• _Extract provided_:
But in way more cases than athletes sometimes think, it can be preventable. What we see in our team data with planned rest days is that they prevent the accumulation of unplanned rest weeks and months. However, even if you’re a lucky, beautiful genetic outlier that never gets injured, the same rationale is essential for adapting to hard training. Here’s one of our favorite studies of all time. A 2016 case study in the journal Physiology Reports looked at daily measurements of numerous blood counts, including creatine kinase as a proxy for muscle damage. If an athlete showed abnormal deviations, training was reduced. Running economy improved significantly in the athletes that were adding downtime in response to cellular-level processes that they often didn’t even perceive. KEY POINT: Planned rest days may prevent the accumulation of unplanned rest weeks and months, while supporting sustainable adaptation.  

Stress and the Nervous System

The hardest part about being an athlete can be understanding how daily perceptions of how you feel actually correspond to what’s happening in the body. While that’s a big problem for hormones and blood counts, it’s especially difficult for the nervous system. In the worst cases, miscalibrated stress monitoring can lead to overtraining syndrome, where the nervous system shuts down and prevents most performance altogether. As a 2014 review in Current Sports Medicine Reports said: “the insidious onset of OTS slowly saps the efficacy of recovery times so the athlete is no longer able to reach previously attainable goals.” It happens gradually, before happening all at once. But long before clinical overtraining, recovery and performance can suffer through overreaching.

HRV and whoop recovery
WHOOP monitors heart rate variability and uses it to help calculate your daily recovery, a measure of your body's readiness to perform.

Every stress is absorbed and processed by the nervous system. It’s how we get out the door, how we respond to training, and what determines how we adapt. By accurately measuring heart rate variability, WHOOP makes it possible to monitor the nervous system to get some insight into what is actually happening in our bodies. Let’s dive into some incredibly cool WHOOP data.

• _Problems and tasks_:
1) In the passage, which journal published the 2014 review quoted about overtraining syndrome?
2) Copy the passage from "The hardest part" to "suffer through overreaching.", swapping "overtraining syndrome" for "burnout".
The source data is separate material from the passage.

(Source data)
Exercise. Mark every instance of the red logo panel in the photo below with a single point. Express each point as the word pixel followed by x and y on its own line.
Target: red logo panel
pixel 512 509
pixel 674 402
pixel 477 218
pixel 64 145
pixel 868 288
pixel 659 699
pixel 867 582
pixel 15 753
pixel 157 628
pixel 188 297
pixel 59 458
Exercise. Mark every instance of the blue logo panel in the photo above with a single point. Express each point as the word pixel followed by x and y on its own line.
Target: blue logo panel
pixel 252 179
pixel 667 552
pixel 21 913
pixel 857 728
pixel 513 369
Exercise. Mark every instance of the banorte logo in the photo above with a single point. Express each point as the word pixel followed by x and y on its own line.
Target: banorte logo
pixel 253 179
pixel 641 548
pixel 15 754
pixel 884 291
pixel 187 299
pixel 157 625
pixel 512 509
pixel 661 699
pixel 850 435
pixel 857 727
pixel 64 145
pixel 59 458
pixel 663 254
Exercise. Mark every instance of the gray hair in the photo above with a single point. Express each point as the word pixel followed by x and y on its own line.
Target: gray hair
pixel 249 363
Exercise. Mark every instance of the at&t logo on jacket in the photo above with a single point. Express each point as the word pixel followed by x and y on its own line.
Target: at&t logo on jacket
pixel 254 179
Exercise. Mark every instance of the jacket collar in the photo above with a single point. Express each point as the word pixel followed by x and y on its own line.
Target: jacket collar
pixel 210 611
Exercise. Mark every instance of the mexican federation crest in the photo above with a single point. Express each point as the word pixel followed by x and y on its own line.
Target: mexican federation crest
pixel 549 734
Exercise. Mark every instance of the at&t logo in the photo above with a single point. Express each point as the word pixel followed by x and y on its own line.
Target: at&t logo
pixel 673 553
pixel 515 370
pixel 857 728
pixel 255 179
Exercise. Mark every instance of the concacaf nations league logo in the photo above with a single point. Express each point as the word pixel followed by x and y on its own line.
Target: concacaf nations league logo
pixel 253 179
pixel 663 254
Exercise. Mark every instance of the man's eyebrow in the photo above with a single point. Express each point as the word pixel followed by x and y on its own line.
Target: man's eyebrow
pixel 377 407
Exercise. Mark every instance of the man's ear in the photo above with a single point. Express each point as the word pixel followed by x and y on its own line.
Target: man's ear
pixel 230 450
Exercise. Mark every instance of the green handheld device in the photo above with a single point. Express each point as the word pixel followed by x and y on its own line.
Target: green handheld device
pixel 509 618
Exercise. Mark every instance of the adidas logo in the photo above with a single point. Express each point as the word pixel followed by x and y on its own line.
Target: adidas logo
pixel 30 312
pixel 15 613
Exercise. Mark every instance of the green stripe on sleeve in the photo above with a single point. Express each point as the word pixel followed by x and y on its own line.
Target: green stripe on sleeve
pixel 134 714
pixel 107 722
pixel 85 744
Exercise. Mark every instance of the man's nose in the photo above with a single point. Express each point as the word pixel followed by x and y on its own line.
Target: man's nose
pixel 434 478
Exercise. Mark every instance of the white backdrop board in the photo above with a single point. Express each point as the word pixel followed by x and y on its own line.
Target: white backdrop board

• _Answers by item number_:
1) Current Sports Medicine Reports

2)
The hardest part about being an athlete can be understanding how daily perceptions of how you feel actually correspond to what’s happening in the body. While that’s a big problem for hormones and blood counts, it’s especially difficult for the nervous system. In the worst cases, miscalibrated stress monitoring can lead to burnout, where the nervous system shuts down and prevents most performance altogether. As a 2014 review in Current Sports Medicine Reports said: “the insidious onset of OTS slowly saps the efficacy of recovery times so the athlete is no longer able to reach previously attainable goals.” It happens gradually, before happening all at once. But long before clinical overtraining, recovery and performance can suffer through overreaching.